(Document passage begins)

The Judge held that he was not permitted to depart from the Supreme Court’s definition of an accident, which necessarily involved an external event or trigger that was unexpected and unintended. He said that, “The central point, as it seems to be, is that he acted in a deliberate and intentional way, albeit that he was psychiatrically very unwell at the time. The vital element of the event, namely being external to the victim, is missing. To my mind, what occurred comes nowhere close to meeting the Supreme Court’s definition of an accident.”
Reference was also made to the dissenting judgment of Lord Burrows in the Supreme Court, noting that even in the examples of circumstances where a secondary victim should be allowed to recover, they all involved the actions of a third party, something extrinsic to the primary victim: “In my judgment, this tragic event was a manifestation of the first claimant’s severe mental disease. He was in a heightened state of paranoia. The actions which he took, attributable as they were to his mental state at the time, were nevertheless his own actions. There was no external involvement in the immediate circumstances surrounding the incident. Shocking though it was, it was not in any sense an accident.”
Commentary
Since the decision in Paul, lawyers have speculated as to what might constitute an accident in the context of a clinical negligence claim by a secondary victim. The circumstances of BJS might have been fairly high up the list of possible exceptions to the general rule that most claims in the clinical negligence context will fail to meet the test. Yet the Court in BJS said no. The core reasoning was that the First Claimant’s injuries were the result of a deliberate act by him, rather than the actions of a third party. As a result, this event could not amount to an accident within the Supreme Court’s definition.
Could a different Court have come to a different conclusion? Possibly. A number of questions spring to mind.

(Document passage ends)

» **What to produce**: In the passage on secondary victim claims, how would you put this sentence into Spanish: "The core reasoning was that the First Claimant’s injuries were the result of a deliberate act by him, rather than the actions of a third party."? The material that comes next is separate from the passage on secondary victim claims.

(Source data begins)

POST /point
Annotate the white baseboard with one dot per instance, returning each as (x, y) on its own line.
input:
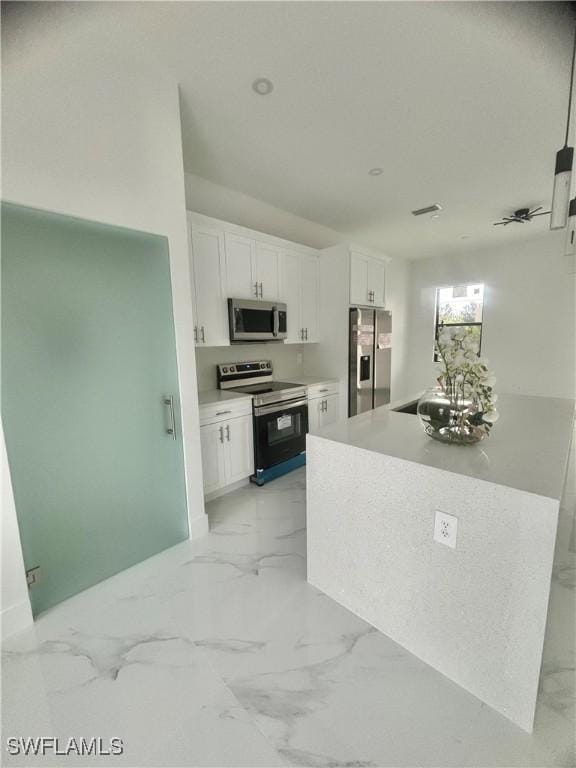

(Source data ends)

» **Answer to this problem**: El razonamiento central fue que las lesiones del Primer Demandante eran el resultado de un acto deliberado suyo, y no de las acciones de un tercero.